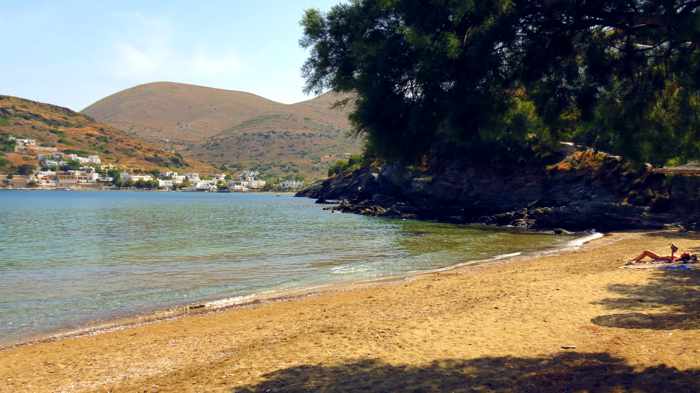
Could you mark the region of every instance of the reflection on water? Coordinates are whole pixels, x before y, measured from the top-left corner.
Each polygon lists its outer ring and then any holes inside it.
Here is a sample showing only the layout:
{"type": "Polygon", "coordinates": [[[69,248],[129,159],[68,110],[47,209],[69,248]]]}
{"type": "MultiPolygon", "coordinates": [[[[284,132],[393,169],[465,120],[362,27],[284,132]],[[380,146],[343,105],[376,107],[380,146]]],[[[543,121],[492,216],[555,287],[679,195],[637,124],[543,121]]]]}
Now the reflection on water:
{"type": "Polygon", "coordinates": [[[271,194],[0,192],[0,343],[116,315],[400,275],[568,240],[332,214],[271,194]]]}

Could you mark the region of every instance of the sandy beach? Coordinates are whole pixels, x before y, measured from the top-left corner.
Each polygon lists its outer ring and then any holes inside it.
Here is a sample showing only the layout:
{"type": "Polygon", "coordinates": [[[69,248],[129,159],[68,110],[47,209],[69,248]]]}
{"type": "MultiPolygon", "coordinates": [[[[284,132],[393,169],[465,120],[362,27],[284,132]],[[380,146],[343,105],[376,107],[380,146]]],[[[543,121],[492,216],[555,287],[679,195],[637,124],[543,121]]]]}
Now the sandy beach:
{"type": "Polygon", "coordinates": [[[0,392],[697,392],[700,270],[676,232],[0,351],[0,392]]]}

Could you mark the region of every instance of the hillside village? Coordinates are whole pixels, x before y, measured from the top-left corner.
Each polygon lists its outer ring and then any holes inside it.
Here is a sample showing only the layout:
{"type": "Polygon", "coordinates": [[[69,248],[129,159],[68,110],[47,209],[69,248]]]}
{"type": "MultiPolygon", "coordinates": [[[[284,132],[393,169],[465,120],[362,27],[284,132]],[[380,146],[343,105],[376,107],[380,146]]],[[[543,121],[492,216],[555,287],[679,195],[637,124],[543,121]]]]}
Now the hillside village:
{"type": "Polygon", "coordinates": [[[249,192],[294,191],[304,186],[303,181],[293,179],[269,184],[259,178],[259,172],[250,170],[237,175],[157,170],[144,173],[103,163],[99,155],[40,146],[34,139],[9,136],[6,140],[14,152],[36,156],[39,165],[23,165],[17,174],[0,175],[0,188],[249,192]]]}

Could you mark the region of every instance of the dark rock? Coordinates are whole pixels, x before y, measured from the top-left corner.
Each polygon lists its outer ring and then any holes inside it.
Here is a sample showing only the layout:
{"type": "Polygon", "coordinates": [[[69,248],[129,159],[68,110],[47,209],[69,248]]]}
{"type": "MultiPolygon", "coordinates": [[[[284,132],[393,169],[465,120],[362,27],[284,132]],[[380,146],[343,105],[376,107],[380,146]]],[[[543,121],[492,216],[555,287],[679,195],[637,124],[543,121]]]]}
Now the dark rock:
{"type": "Polygon", "coordinates": [[[602,153],[576,152],[550,168],[434,157],[430,168],[361,168],[297,195],[340,200],[342,212],[557,233],[700,226],[700,177],[667,178],[602,153]]]}

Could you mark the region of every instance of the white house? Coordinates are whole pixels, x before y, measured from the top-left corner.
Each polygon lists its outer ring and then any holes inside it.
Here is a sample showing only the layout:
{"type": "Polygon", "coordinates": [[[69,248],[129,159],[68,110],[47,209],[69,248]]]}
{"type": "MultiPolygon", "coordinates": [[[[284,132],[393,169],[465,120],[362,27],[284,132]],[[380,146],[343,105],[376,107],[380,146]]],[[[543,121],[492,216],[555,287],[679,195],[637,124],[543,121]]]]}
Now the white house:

────────────────────

## The exercise
Copy the lines of the listing between the line holding "Could you mark the region of every instance of the dark" and the line holding "Now the dark", inclusive, without changing anything.

## Completed exercise
Could you mark the region of every instance of the dark rock? Coordinates are whole pixels, x before y, measured from the top-left corner.
Each polygon lists its outer ring and then any holes inside it.
Here is a sample showing only the layout:
{"type": "Polygon", "coordinates": [[[69,248],[129,159],[68,110],[47,209],[69,248]]]}
{"type": "MultiPolygon", "coordinates": [[[[284,132],[393,169],[465,120],[362,27],[284,132]],[[380,146],[343,105],[376,107],[380,146]]],[[[543,121],[492,216],[555,287],[679,195],[637,124],[543,121]]]]}
Now the dark rock:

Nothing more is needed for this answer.